### WRITTEN REQUEST
Reproduce the part of the data below that opens with the line containing "Where can the wire basket" and closes at the end of the data, changing "pixel coordinates" to "image coordinates" and keeping everything else the same. Leave the pictures out.

### DATASET EXTRACT
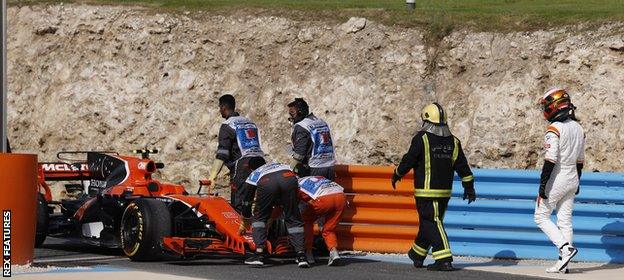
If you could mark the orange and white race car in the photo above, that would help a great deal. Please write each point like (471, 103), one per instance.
(120, 205)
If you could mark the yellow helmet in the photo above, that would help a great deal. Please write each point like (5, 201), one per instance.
(434, 113)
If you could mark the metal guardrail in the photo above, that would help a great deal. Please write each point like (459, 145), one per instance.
(499, 224)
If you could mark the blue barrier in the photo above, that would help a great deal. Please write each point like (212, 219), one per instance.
(500, 223)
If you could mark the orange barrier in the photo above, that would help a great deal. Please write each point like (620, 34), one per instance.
(378, 219)
(18, 193)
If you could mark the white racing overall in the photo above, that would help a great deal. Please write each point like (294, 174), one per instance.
(564, 147)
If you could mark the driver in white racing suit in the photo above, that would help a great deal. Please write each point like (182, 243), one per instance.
(559, 182)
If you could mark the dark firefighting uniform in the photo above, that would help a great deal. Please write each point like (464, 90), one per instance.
(276, 184)
(434, 159)
(239, 143)
(313, 147)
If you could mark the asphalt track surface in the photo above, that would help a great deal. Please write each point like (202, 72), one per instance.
(60, 253)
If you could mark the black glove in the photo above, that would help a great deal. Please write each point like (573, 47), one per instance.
(579, 172)
(543, 191)
(545, 176)
(469, 192)
(395, 178)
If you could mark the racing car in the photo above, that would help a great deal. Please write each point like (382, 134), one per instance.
(119, 205)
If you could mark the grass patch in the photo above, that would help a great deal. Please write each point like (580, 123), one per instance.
(482, 15)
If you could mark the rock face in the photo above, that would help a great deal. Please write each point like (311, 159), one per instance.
(118, 78)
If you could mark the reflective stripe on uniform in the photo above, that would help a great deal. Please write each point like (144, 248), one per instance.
(419, 250)
(442, 254)
(432, 193)
(468, 178)
(427, 162)
(455, 150)
(438, 221)
(295, 230)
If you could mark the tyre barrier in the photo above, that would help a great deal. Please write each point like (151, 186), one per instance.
(499, 224)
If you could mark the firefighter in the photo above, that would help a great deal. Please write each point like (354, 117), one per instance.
(561, 173)
(313, 150)
(275, 184)
(324, 199)
(239, 143)
(434, 154)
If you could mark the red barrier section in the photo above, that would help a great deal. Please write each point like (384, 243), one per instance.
(376, 212)
(18, 193)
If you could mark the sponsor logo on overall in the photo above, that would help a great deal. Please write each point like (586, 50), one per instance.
(6, 243)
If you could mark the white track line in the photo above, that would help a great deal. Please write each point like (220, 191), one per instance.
(79, 259)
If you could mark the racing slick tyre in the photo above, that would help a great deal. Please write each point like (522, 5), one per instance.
(43, 221)
(143, 225)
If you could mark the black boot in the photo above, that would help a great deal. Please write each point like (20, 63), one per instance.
(418, 262)
(441, 266)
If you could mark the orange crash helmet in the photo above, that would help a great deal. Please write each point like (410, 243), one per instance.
(557, 105)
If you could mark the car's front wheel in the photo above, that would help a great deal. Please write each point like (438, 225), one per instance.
(143, 225)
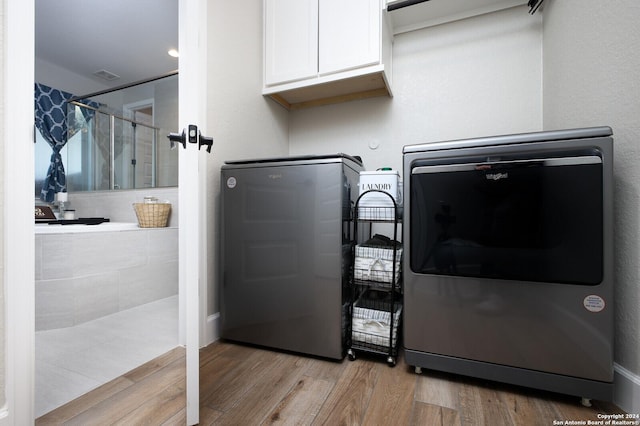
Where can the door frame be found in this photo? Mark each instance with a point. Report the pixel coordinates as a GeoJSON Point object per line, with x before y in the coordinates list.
{"type": "Point", "coordinates": [18, 227]}
{"type": "Point", "coordinates": [18, 265]}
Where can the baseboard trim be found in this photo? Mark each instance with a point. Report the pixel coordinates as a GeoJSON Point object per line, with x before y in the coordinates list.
{"type": "Point", "coordinates": [626, 391]}
{"type": "Point", "coordinates": [212, 330]}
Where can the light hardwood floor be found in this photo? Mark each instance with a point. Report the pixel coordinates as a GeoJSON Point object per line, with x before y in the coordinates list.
{"type": "Point", "coordinates": [242, 385]}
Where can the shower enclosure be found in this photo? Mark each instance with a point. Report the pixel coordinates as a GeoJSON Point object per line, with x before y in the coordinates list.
{"type": "Point", "coordinates": [117, 140]}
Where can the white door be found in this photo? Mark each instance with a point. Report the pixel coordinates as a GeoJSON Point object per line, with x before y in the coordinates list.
{"type": "Point", "coordinates": [17, 183]}
{"type": "Point", "coordinates": [192, 190]}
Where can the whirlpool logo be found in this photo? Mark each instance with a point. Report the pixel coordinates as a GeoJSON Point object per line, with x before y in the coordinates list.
{"type": "Point", "coordinates": [497, 176]}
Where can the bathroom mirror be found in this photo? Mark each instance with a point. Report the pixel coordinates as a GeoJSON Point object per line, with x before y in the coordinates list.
{"type": "Point", "coordinates": [117, 140]}
{"type": "Point", "coordinates": [84, 48]}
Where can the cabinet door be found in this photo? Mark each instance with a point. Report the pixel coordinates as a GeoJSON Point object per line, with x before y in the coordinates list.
{"type": "Point", "coordinates": [349, 34]}
{"type": "Point", "coordinates": [291, 40]}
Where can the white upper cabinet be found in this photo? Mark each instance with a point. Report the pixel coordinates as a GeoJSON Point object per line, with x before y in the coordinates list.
{"type": "Point", "coordinates": [349, 34]}
{"type": "Point", "coordinates": [325, 51]}
{"type": "Point", "coordinates": [291, 42]}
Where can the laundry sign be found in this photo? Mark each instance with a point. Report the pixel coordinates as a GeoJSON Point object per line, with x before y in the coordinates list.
{"type": "Point", "coordinates": [381, 180]}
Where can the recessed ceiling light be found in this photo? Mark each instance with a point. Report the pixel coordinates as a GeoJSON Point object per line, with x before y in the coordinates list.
{"type": "Point", "coordinates": [106, 75]}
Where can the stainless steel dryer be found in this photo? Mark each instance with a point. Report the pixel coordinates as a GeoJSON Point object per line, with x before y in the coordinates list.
{"type": "Point", "coordinates": [286, 247]}
{"type": "Point", "coordinates": [508, 259]}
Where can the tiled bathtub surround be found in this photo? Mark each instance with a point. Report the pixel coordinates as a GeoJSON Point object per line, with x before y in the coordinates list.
{"type": "Point", "coordinates": [84, 276]}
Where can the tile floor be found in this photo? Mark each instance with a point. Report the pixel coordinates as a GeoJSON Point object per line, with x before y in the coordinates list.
{"type": "Point", "coordinates": [72, 361]}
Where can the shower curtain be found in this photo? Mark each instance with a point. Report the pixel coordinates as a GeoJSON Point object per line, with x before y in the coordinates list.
{"type": "Point", "coordinates": [51, 121]}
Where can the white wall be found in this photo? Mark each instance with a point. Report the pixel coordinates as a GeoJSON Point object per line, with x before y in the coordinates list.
{"type": "Point", "coordinates": [59, 78]}
{"type": "Point", "coordinates": [242, 122]}
{"type": "Point", "coordinates": [591, 70]}
{"type": "Point", "coordinates": [3, 351]}
{"type": "Point", "coordinates": [475, 77]}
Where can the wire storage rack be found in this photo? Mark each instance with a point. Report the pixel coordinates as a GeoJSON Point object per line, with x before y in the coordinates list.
{"type": "Point", "coordinates": [376, 314]}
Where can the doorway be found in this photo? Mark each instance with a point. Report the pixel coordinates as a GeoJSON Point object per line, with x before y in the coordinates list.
{"type": "Point", "coordinates": [18, 227]}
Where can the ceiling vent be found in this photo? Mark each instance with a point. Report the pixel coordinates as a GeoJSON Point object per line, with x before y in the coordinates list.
{"type": "Point", "coordinates": [106, 75]}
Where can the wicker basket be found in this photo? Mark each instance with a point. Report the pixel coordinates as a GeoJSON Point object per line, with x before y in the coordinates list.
{"type": "Point", "coordinates": [152, 215]}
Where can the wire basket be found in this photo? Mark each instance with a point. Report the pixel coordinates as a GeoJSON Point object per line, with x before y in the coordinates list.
{"type": "Point", "coordinates": [152, 215]}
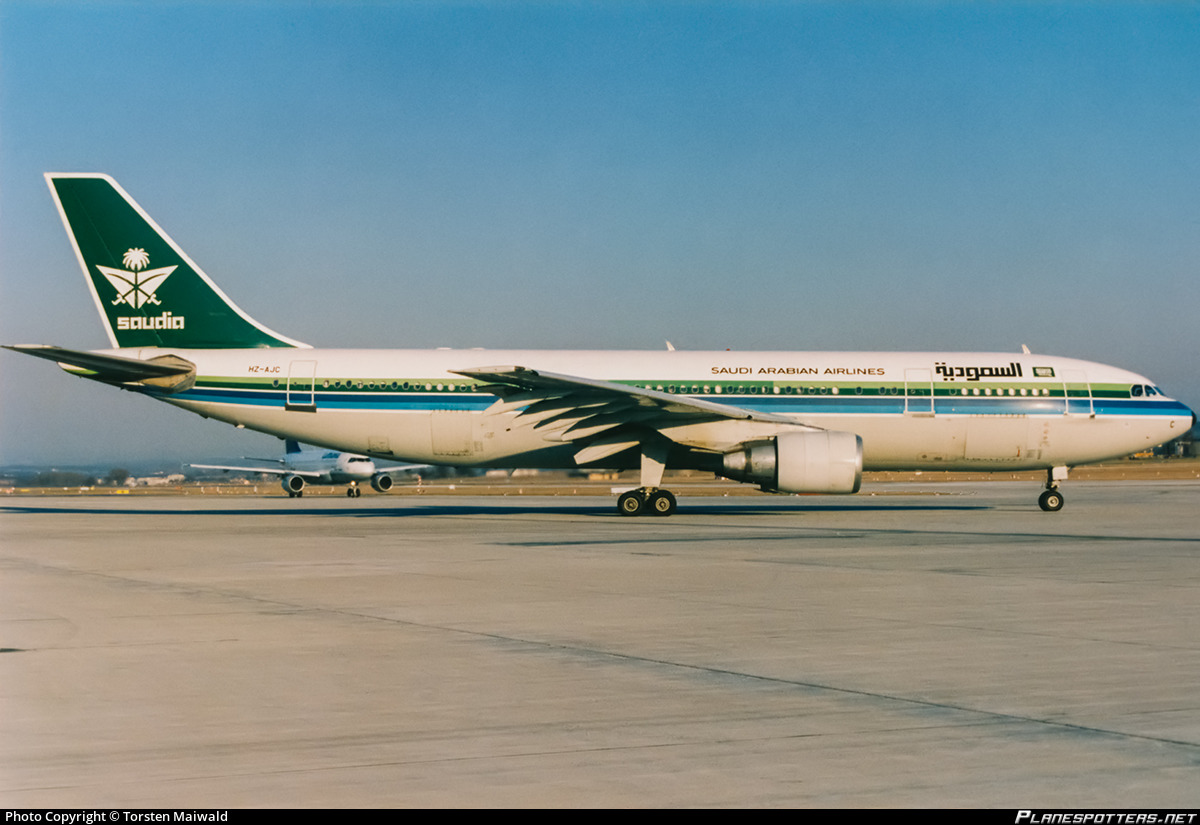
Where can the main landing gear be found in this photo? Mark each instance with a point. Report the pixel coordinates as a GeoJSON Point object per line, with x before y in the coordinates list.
{"type": "Point", "coordinates": [649, 499]}
{"type": "Point", "coordinates": [1051, 499]}
{"type": "Point", "coordinates": [646, 501]}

### FULL ANSWER
Where can the wire basket be found in this photo? Mark each instance with a point. Report the image coordinates as a GeoJSON Point object per line, with x before y in the coordinates list.
{"type": "Point", "coordinates": [152, 215]}
Where can the main landing gear be found in this photo? Mark each instance with a point. Report the image coordinates as a GeoJSON Point object per line, with x before y in the coordinates list.
{"type": "Point", "coordinates": [649, 499]}
{"type": "Point", "coordinates": [1051, 499]}
{"type": "Point", "coordinates": [646, 501]}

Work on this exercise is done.